Object location annotation lines

══════════════════════════════

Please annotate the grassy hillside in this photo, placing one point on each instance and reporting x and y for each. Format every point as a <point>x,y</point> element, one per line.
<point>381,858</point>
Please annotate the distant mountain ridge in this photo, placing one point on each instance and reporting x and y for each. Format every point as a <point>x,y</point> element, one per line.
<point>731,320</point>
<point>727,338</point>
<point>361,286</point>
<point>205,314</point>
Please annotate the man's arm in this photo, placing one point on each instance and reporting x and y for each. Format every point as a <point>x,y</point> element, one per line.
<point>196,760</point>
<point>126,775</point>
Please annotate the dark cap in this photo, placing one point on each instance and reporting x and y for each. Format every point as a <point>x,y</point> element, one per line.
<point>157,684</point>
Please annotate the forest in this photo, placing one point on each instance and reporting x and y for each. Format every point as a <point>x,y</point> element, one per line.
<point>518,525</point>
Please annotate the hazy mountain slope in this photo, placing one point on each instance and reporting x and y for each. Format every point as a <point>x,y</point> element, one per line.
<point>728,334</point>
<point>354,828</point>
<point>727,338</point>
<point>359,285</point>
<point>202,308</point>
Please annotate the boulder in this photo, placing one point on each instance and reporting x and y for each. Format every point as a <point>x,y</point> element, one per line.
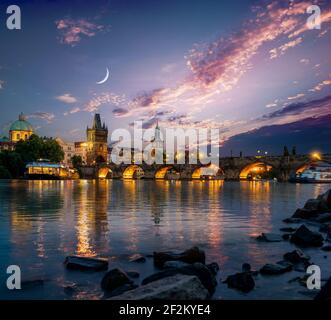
<point>304,214</point>
<point>296,256</point>
<point>177,287</point>
<point>325,293</point>
<point>206,277</point>
<point>175,264</point>
<point>306,238</point>
<point>85,263</point>
<point>189,256</point>
<point>133,274</point>
<point>277,268</point>
<point>289,229</point>
<point>213,268</point>
<point>269,237</point>
<point>114,279</point>
<point>138,258</point>
<point>241,281</point>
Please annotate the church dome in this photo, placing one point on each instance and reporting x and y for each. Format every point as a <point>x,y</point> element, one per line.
<point>21,125</point>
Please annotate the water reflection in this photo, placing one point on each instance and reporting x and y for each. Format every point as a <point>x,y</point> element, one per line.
<point>43,221</point>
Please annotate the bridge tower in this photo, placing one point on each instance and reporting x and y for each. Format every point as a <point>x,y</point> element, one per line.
<point>97,137</point>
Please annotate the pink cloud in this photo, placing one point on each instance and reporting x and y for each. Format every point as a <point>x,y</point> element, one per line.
<point>72,31</point>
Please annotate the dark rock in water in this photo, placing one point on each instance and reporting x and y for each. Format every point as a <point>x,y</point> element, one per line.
<point>189,256</point>
<point>296,256</point>
<point>277,268</point>
<point>306,238</point>
<point>246,267</point>
<point>120,290</point>
<point>292,220</point>
<point>85,263</point>
<point>289,229</point>
<point>114,279</point>
<point>197,269</point>
<point>138,258</point>
<point>177,287</point>
<point>31,284</point>
<point>325,293</point>
<point>312,205</point>
<point>324,217</point>
<point>304,214</point>
<point>133,274</point>
<point>269,237</point>
<point>175,264</point>
<point>213,268</point>
<point>241,281</point>
<point>286,236</point>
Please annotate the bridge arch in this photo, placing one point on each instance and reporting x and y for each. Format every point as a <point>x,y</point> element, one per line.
<point>133,172</point>
<point>255,171</point>
<point>163,173</point>
<point>211,171</point>
<point>105,173</point>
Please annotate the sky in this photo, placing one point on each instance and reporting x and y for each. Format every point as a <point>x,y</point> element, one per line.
<point>240,66</point>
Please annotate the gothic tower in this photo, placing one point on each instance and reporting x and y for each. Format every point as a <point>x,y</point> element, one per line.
<point>97,137</point>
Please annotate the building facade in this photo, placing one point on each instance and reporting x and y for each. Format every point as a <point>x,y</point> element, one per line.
<point>97,138</point>
<point>20,130</point>
<point>68,149</point>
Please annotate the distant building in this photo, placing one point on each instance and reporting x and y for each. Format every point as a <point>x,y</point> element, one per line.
<point>97,137</point>
<point>68,149</point>
<point>6,144</point>
<point>20,129</point>
<point>81,150</point>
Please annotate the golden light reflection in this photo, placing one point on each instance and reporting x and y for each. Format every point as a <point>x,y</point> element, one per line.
<point>254,171</point>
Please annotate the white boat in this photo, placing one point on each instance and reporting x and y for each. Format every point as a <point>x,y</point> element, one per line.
<point>317,172</point>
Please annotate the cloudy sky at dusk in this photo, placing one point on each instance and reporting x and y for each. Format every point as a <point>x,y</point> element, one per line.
<point>235,65</point>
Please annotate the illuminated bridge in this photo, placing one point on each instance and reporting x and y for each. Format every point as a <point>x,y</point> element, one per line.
<point>231,168</point>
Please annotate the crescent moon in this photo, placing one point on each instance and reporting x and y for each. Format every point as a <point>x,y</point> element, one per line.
<point>105,79</point>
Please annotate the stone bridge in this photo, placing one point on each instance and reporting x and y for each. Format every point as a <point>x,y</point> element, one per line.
<point>231,168</point>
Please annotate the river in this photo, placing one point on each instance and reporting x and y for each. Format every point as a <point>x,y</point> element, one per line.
<point>41,222</point>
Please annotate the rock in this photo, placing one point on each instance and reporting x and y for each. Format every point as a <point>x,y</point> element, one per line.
<point>177,287</point>
<point>312,205</point>
<point>120,290</point>
<point>31,284</point>
<point>206,277</point>
<point>85,263</point>
<point>114,279</point>
<point>324,217</point>
<point>304,214</point>
<point>189,256</point>
<point>246,267</point>
<point>289,229</point>
<point>286,236</point>
<point>133,274</point>
<point>292,220</point>
<point>306,238</point>
<point>296,256</point>
<point>241,281</point>
<point>175,264</point>
<point>325,293</point>
<point>326,248</point>
<point>138,258</point>
<point>213,268</point>
<point>277,268</point>
<point>269,237</point>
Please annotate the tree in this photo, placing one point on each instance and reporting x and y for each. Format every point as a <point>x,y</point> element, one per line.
<point>77,161</point>
<point>39,148</point>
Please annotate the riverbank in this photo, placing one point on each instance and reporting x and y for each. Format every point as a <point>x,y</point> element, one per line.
<point>118,219</point>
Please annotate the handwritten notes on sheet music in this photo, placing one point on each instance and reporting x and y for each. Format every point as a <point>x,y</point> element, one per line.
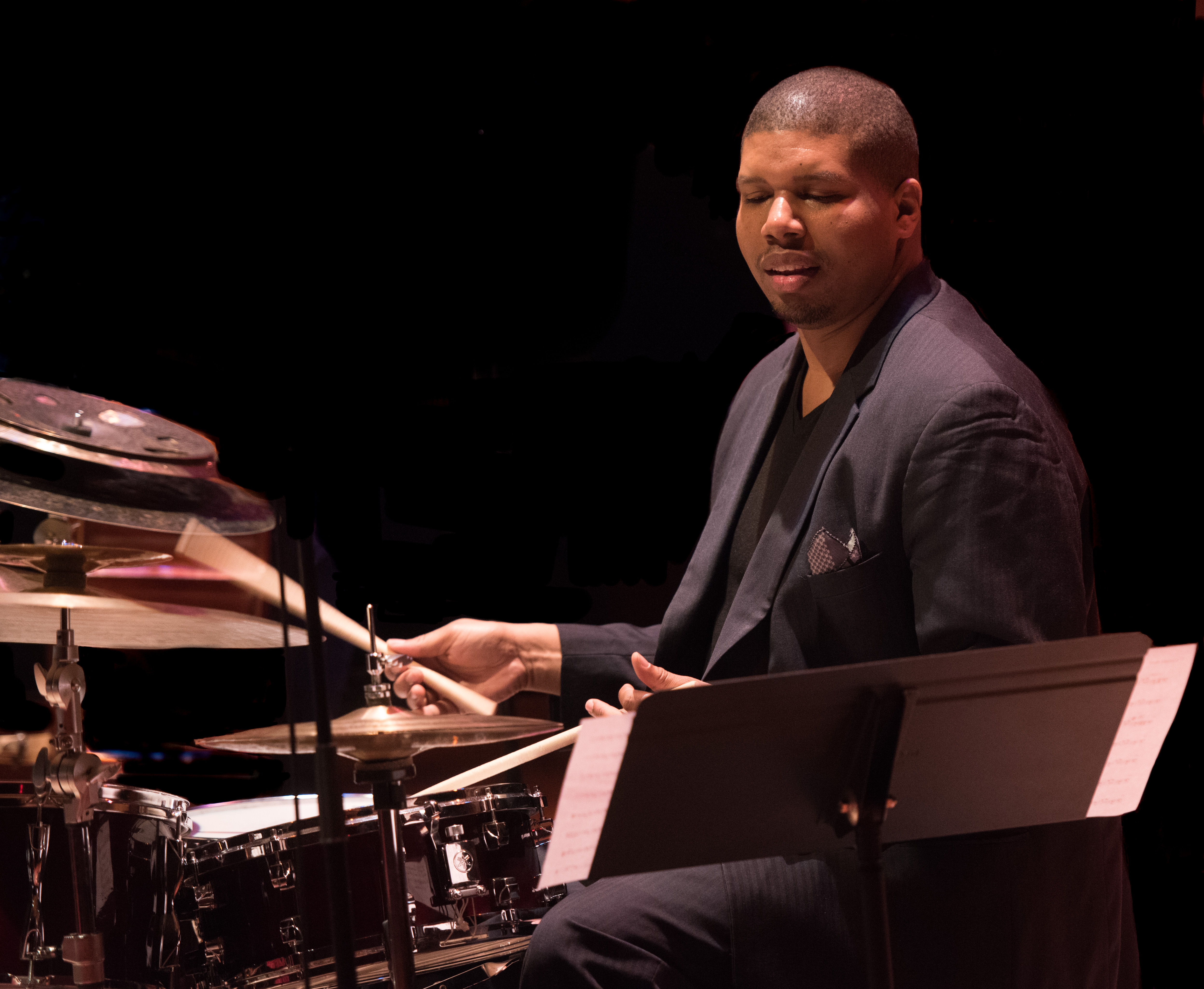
<point>1151,709</point>
<point>585,799</point>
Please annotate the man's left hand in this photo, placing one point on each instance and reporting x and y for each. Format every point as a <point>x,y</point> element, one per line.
<point>655,679</point>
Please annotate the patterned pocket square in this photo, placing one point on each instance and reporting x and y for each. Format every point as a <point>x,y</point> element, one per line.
<point>828,554</point>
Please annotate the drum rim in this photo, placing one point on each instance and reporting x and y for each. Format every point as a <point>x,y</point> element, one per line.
<point>115,799</point>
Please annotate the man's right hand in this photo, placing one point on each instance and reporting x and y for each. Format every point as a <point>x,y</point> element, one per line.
<point>496,659</point>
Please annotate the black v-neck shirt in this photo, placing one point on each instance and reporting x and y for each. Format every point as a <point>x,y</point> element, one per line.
<point>792,435</point>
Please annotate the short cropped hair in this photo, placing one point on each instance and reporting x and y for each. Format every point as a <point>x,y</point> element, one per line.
<point>834,100</point>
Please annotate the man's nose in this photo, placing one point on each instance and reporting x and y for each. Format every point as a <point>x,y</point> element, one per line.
<point>782,224</point>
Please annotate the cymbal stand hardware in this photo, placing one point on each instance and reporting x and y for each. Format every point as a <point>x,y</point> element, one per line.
<point>34,947</point>
<point>376,692</point>
<point>75,776</point>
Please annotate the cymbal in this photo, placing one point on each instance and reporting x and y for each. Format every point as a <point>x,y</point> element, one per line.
<point>32,615</point>
<point>82,456</point>
<point>77,559</point>
<point>379,733</point>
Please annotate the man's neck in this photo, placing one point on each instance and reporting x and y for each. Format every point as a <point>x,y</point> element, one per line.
<point>828,349</point>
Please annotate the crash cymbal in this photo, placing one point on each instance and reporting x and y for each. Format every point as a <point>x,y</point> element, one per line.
<point>70,562</point>
<point>118,623</point>
<point>75,455</point>
<point>380,733</point>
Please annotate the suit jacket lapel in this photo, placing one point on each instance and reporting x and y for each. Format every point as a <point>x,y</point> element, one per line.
<point>689,622</point>
<point>790,516</point>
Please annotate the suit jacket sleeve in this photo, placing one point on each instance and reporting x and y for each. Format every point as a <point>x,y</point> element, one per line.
<point>597,662</point>
<point>994,512</point>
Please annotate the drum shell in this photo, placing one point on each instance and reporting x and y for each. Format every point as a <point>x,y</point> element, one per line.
<point>137,840</point>
<point>428,844</point>
<point>241,900</point>
<point>243,903</point>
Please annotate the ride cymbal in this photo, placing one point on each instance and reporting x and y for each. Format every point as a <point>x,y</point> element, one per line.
<point>380,733</point>
<point>120,623</point>
<point>82,456</point>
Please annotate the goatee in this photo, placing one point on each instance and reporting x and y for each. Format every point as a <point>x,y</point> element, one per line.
<point>804,314</point>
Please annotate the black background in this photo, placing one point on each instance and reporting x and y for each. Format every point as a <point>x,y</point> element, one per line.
<point>470,279</point>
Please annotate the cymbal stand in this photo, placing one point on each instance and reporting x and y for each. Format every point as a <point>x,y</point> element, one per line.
<point>376,692</point>
<point>75,776</point>
<point>388,782</point>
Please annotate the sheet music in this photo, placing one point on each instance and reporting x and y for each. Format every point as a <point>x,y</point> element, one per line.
<point>586,798</point>
<point>1148,716</point>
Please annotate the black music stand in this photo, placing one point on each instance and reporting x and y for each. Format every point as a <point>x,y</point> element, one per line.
<point>879,752</point>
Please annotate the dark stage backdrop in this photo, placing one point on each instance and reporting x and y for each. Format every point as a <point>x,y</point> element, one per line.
<point>470,281</point>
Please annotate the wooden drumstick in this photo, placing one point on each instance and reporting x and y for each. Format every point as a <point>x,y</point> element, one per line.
<point>504,763</point>
<point>495,767</point>
<point>257,576</point>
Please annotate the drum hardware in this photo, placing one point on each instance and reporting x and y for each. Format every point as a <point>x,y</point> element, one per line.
<point>251,920</point>
<point>77,776</point>
<point>135,839</point>
<point>376,692</point>
<point>388,780</point>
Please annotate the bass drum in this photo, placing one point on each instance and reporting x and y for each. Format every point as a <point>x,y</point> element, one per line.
<point>137,840</point>
<point>253,905</point>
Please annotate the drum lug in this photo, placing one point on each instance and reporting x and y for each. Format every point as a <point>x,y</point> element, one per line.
<point>466,892</point>
<point>204,896</point>
<point>291,932</point>
<point>495,834</point>
<point>506,892</point>
<point>282,876</point>
<point>86,952</point>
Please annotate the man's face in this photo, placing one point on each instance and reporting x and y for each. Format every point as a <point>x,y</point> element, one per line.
<point>821,238</point>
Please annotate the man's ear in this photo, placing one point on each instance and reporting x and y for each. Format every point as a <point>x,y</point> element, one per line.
<point>908,198</point>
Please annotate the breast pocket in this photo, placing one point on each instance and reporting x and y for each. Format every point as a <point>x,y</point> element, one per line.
<point>863,614</point>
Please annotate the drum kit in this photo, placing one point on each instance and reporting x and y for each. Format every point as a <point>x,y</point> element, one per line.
<point>131,887</point>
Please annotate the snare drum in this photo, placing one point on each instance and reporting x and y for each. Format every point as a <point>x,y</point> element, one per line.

══════════════════════════════

Goal of the exercise: Substitute "blazer" for "suit jacket" in the lines starting with the line that contains "Please annotate the man's neck" and going on through the line that contains "<point>994,512</point>". Give back only those lines, with everything else left unchanged.

In response:
Please annotate the man's neck in this photo, placing one point on each instance and reporting x and y for each. Format every point as a <point>x,y</point> element, one per line.
<point>828,349</point>
Please annotate the crash cymbal in this photo, placing one point on each instance and reporting x and y for each. Format every point as a <point>x,y</point> element, one per line.
<point>70,562</point>
<point>118,623</point>
<point>75,455</point>
<point>380,733</point>
Please annotate the blazer lapel in this photo, placing one point on each instance and reporting x and y for each. Format every point as a <point>x,y</point> element, one per line.
<point>689,622</point>
<point>790,516</point>
Please annotate the blazer sleeve in this photo, placing one point on each instance and reporting x and y for each. Format every point as a <point>x,y</point> element, one per line.
<point>597,662</point>
<point>994,512</point>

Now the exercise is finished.